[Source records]
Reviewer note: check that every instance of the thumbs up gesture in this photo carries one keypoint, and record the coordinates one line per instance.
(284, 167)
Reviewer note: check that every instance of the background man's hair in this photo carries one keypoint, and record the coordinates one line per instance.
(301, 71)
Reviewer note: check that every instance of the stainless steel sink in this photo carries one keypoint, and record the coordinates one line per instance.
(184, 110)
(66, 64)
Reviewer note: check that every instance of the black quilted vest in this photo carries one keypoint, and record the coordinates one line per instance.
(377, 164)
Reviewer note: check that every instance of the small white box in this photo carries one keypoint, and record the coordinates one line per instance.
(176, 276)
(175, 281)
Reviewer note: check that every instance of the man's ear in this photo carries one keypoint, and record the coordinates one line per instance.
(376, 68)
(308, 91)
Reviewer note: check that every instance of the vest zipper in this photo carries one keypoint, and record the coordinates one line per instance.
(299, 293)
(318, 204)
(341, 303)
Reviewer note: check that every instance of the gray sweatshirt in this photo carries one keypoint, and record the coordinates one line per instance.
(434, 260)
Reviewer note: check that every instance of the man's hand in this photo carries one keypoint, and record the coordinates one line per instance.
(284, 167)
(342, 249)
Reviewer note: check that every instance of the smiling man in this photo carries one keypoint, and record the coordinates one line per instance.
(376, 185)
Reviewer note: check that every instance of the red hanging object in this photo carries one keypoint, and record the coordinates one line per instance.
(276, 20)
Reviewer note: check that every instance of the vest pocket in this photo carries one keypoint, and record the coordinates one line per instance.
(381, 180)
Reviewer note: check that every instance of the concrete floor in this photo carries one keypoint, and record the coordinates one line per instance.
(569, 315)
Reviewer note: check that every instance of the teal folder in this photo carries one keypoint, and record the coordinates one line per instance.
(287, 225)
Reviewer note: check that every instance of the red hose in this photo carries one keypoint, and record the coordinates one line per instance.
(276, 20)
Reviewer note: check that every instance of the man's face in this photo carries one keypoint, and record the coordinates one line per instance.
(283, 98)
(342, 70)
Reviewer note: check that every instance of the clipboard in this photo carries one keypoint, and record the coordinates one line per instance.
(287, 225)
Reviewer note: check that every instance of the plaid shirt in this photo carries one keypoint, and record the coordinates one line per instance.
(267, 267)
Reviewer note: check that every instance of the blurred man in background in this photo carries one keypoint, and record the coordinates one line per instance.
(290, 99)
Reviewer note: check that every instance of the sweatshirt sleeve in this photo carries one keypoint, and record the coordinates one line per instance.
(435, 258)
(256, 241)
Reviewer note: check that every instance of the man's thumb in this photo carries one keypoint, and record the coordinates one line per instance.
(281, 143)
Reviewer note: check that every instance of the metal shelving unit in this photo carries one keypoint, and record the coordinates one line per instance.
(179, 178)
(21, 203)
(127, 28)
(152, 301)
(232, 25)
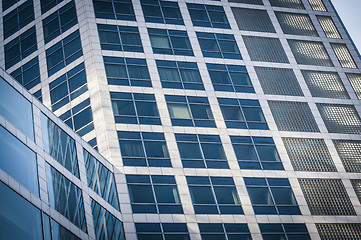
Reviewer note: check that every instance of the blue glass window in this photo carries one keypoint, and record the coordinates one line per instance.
(65, 197)
(256, 153)
(218, 45)
(21, 47)
(144, 149)
(18, 161)
(135, 108)
(272, 196)
(127, 71)
(19, 218)
(180, 75)
(79, 118)
(230, 78)
(101, 180)
(272, 231)
(8, 3)
(160, 231)
(119, 38)
(173, 42)
(46, 5)
(208, 16)
(154, 194)
(16, 109)
(190, 111)
(59, 145)
(68, 86)
(162, 12)
(114, 9)
(223, 231)
(38, 95)
(18, 18)
(242, 113)
(214, 195)
(60, 21)
(28, 74)
(63, 52)
(105, 224)
(201, 151)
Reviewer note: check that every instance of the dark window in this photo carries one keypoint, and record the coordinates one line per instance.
(63, 53)
(59, 145)
(19, 218)
(273, 231)
(101, 180)
(162, 12)
(173, 42)
(127, 71)
(256, 153)
(201, 151)
(144, 149)
(135, 108)
(190, 111)
(8, 3)
(46, 5)
(218, 45)
(230, 78)
(114, 9)
(106, 226)
(272, 196)
(242, 113)
(154, 194)
(16, 109)
(162, 231)
(119, 38)
(180, 75)
(68, 87)
(18, 18)
(208, 16)
(223, 231)
(214, 195)
(18, 161)
(60, 21)
(65, 197)
(28, 74)
(79, 118)
(21, 47)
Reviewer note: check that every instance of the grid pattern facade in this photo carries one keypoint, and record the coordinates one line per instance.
(175, 92)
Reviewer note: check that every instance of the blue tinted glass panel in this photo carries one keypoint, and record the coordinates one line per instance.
(19, 218)
(16, 109)
(18, 161)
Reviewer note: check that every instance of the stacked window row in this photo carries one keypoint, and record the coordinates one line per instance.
(64, 196)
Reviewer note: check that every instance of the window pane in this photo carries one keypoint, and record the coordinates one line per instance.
(202, 195)
(283, 196)
(166, 194)
(179, 111)
(16, 109)
(190, 151)
(19, 218)
(226, 195)
(18, 161)
(260, 195)
(131, 149)
(141, 194)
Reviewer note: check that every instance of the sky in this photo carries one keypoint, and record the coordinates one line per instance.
(350, 14)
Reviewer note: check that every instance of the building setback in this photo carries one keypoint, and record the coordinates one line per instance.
(178, 120)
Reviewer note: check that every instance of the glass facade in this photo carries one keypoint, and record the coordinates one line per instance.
(218, 120)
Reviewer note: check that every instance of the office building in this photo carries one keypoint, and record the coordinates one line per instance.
(231, 119)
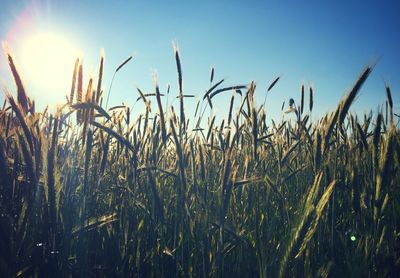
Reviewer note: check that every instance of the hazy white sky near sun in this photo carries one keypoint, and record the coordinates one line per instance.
(324, 43)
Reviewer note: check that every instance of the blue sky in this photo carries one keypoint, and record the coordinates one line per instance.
(324, 43)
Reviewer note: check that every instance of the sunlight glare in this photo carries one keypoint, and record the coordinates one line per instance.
(47, 61)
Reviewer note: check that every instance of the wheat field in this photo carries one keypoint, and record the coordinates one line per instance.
(93, 191)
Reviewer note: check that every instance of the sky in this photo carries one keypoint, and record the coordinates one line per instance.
(324, 44)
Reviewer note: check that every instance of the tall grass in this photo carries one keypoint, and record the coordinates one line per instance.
(109, 195)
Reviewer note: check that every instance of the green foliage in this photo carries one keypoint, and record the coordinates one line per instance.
(107, 195)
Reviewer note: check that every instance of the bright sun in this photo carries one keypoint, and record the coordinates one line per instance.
(48, 60)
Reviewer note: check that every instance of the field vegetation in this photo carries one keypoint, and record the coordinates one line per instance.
(93, 191)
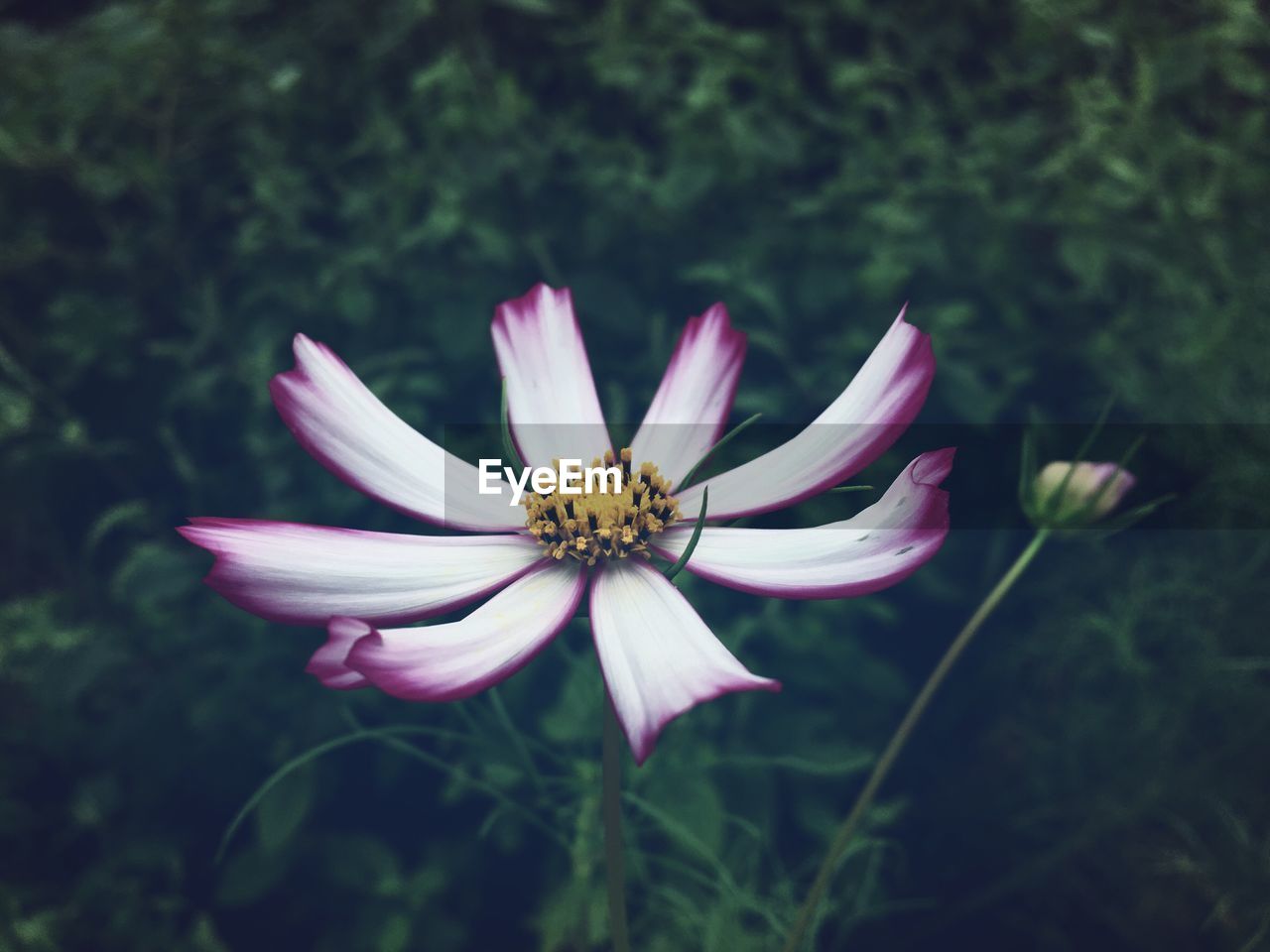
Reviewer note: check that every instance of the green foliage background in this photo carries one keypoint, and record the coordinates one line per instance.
(1072, 194)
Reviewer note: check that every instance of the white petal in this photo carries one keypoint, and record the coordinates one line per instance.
(552, 399)
(327, 662)
(691, 405)
(852, 431)
(875, 548)
(354, 435)
(456, 660)
(305, 574)
(658, 657)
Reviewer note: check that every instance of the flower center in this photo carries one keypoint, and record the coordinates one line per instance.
(598, 525)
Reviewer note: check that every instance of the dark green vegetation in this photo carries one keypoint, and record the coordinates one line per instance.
(1074, 194)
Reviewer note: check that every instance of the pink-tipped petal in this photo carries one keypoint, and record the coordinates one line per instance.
(305, 574)
(327, 661)
(691, 405)
(853, 430)
(353, 434)
(552, 400)
(456, 660)
(870, 551)
(657, 655)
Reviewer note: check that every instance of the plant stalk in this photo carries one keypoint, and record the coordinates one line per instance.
(842, 838)
(615, 869)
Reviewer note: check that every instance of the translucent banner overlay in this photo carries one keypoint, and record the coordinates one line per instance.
(797, 476)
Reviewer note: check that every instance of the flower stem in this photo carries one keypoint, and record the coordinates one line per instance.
(842, 838)
(615, 866)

WHAT THE TASK REQUIRES:
Print each of the records above exactly as written, leaving no picture in the copy.

RESPONSE FOR THIS EXERCISE:
Reviewer note: check that every instance of the thumbs up gesture in this photo carries one keypoint, and record the coordinates one line per instance.
(284, 167)
Reviewer note: check that every instance of the background man's hair in this photo carries one keypoint, and record the coordinates one line per instance.
(301, 71)
Reviewer note: check that every instance of the stainless steel sink in this photo carries one keypoint, and record the coordinates one line per instance.
(184, 110)
(66, 64)
Reviewer note: check that every instance of the black quilted vest in this photo carries one keypoint, and record the coordinates one line per instance.
(377, 164)
Reviewer note: check that every instance of the small white box in this photo carries one keypoint, and record the coordinates one line per instance.
(176, 276)
(175, 281)
Reviewer note: check that every instance of the man's ear in this photo carries one keypoint, and record the coordinates one line per instance.
(376, 68)
(308, 91)
Reviewer note: check that every instance of the vest zipper in this photo carries one keypoint, and record the coordinates one line per instance.
(299, 293)
(318, 204)
(341, 303)
Reviewer note: check that every instance of the gray sweatshirt in this photo carries one keypoint, and record the coordinates one line per instance.
(434, 260)
Reviewer note: check that every instance of the man's hand in this photo carries one keypoint, and record the coordinates one line per instance.
(284, 167)
(342, 249)
Reviewer note: check that every instance of the smiling man in this photo carries one keypoint, and record the coordinates one line per instance.
(376, 185)
Reviewer note: check that every instance of the red hanging object in this photo carries one keypoint, and record the coordinates one line per instance.
(276, 20)
Reviewer note: check that every instance of the vest pocket in this photo carries one keypoint, and record the coordinates one line per instance.
(381, 180)
Reviewer note: check that every instance of the concrete floor in this photo carries one keypoint, and record the coordinates one line per instance.
(569, 315)
Reviewer note: check that every instance of the teal folder in this photo carries one keypoint, and record the coordinates one line per instance.
(287, 225)
Reviewer note: check that every instance of the red hose in this photo carries one keypoint, and record the coordinates one line per instance.
(276, 20)
Reviewer note: check that every instance of the man's face in this photo carries one keypoint, and record the coordinates one line per instance.
(283, 98)
(342, 70)
Reviewer note: check that every instance of the clipboard in this photo carries one keypoint, and record the coordinates one line per instance.
(287, 225)
Reviewer note: check that every instance of the plaid shirt in this photo carries one keypoint, and record the coordinates one line per instance.
(267, 267)
Reviewer note: check that every instance of the blurred man in background in this photo carries one keypoint, and record the coordinates one line per instance.
(290, 99)
Reviewer note: check that every instance of the sweatshirt sleeve in this photo carries one keypoint, and record the coordinates one line per instance.
(435, 258)
(256, 241)
Reviewer note: check that every instance of the man's thumb in this photo carries one keypoint, and record the coordinates one line per instance.
(281, 143)
Reviewer note: check that every instance of the metal shelving unit in this photo carries one keypoint, and record the coordinates one line per instance.
(179, 178)
(21, 203)
(127, 28)
(152, 301)
(232, 25)
Reviewer note: check that every instance of the blue glass window in this photo carries one keypoint, and record the coordinates one line per instance.
(65, 197)
(256, 153)
(218, 45)
(21, 47)
(144, 149)
(18, 161)
(135, 108)
(272, 196)
(127, 71)
(19, 218)
(180, 75)
(79, 118)
(230, 78)
(101, 180)
(272, 231)
(8, 3)
(160, 231)
(119, 38)
(173, 42)
(46, 5)
(208, 16)
(154, 194)
(16, 109)
(190, 111)
(59, 145)
(68, 86)
(162, 12)
(114, 9)
(223, 231)
(38, 95)
(18, 18)
(242, 113)
(214, 195)
(60, 21)
(28, 74)
(63, 52)
(105, 224)
(201, 151)
Reviewer note: check that every instance of the dark window in this photo carries one keypoint, and record the coordinates one line per instance.
(63, 53)
(59, 145)
(19, 218)
(273, 231)
(101, 180)
(162, 12)
(173, 42)
(127, 71)
(256, 153)
(201, 151)
(144, 149)
(135, 108)
(190, 111)
(8, 3)
(46, 5)
(218, 45)
(230, 78)
(114, 9)
(106, 226)
(272, 196)
(242, 113)
(154, 194)
(16, 109)
(162, 231)
(119, 38)
(180, 75)
(68, 87)
(18, 18)
(208, 16)
(223, 231)
(214, 195)
(18, 161)
(60, 21)
(65, 197)
(28, 74)
(79, 118)
(21, 47)
Reviewer note: check that every instance of the grid pattern facade in this photo carries one keypoint, and record the coordinates one line per instance.
(175, 92)
Reviewer note: check that every instance of the blue tinted glass panel in this photo carries one keypoint, and record the coordinates one line per instance.
(19, 218)
(16, 109)
(18, 161)
Reviewer note: check that every instance of the stacked window row in this photo carries one keypoint, and record the coordinates one line per instance.
(64, 196)
Reviewer note: check that every instance of the window pane in this photo carries one keypoint, and record the coordinates one line per instance.
(202, 195)
(283, 196)
(166, 194)
(179, 111)
(16, 109)
(190, 151)
(19, 218)
(226, 195)
(18, 161)
(260, 195)
(131, 149)
(141, 194)
Reviewer note: check that every instance of the sky in this photo carries one keypoint, and record the coordinates one line per instance.
(350, 14)
Reviewer note: check that every instance of the building setback in this photo carries one keypoint, and record the coordinates one line per instance.
(178, 120)
Reviewer note: check that every instance of the glass facade in this photo carries one keypoint, and record the coordinates one line per instance.
(218, 120)
Reviewer note: check that every instance of the office building in this photo carries one keypoint, and record the coordinates one line per instance.
(231, 119)
Reviewer note: check that every instance of the hazy white sky near sun in this photo carries one keypoint, and record the coordinates one line per instance.
(324, 43)
Reviewer note: check that every instance of the blue sky in this photo carries one keypoint, and record the coordinates one line per instance.
(324, 43)
Reviewer note: check that every instance of the sunlight glare in this photo carries one keypoint, and record the coordinates one line per instance.
(47, 61)
Reviewer note: check that every instance of the wheat field in this photo carries one keypoint, and record the coordinates one line per instance.
(93, 191)
Reviewer note: check that every instance of the sky in this photo carries one keypoint, and record the coordinates one line per instance.
(324, 44)
Reviewer note: check that every instance of the tall grass in this photo carries one keypoint, and record the coordinates one line per instance.
(109, 195)
Reviewer note: check that every instance of the green foliage in this photo carries one keypoint, and record the coordinates one line per instance.
(107, 195)
Reviewer note: check that every instance of the bright sun in this photo carries one keypoint, and record the coordinates one line per instance.
(48, 60)
Reviewer note: check that every instance of the field vegetation in this photo carries one keypoint, and record the coordinates one line per instance.
(93, 191)
Reviewer note: check that every instance of the green foliage background in this photo carries one keypoint, and record the coordinates one line per instance.
(1072, 194)
Reviewer note: check that every instance of the white petal in this photo carries one keypoint, and record the coordinates one line per instance.
(552, 399)
(327, 662)
(691, 405)
(852, 431)
(875, 548)
(354, 435)
(456, 660)
(305, 574)
(658, 657)
Reviewer note: check that every instance of the flower center in this photo carries one keypoint, and record the coordinates one line per instance.
(598, 525)
Reviewer note: check that every instance of the dark green vegetation in this photo carries one keypoint, and record the coordinates one line per instance.
(1074, 194)
Reviewer note: check that every instance of the pink-tipped petal in this photo carries one keypoint, and record the coordinates one line per instance.
(305, 574)
(327, 661)
(691, 405)
(853, 430)
(353, 434)
(552, 400)
(456, 660)
(870, 551)
(657, 655)
Reviewer note: check that every instance of the plant stalk in this photo carries one keypoint, and record the coordinates one line per instance.
(842, 838)
(615, 869)
Reviewer note: check that every instance of the translucent banner overlay in this photo carries one keypoint, and record the coordinates one line per instance.
(797, 476)
Reviewer note: check that every instance of the flower stem in this photo carries one keypoint, and record the coordinates one line per instance.
(842, 838)
(615, 866)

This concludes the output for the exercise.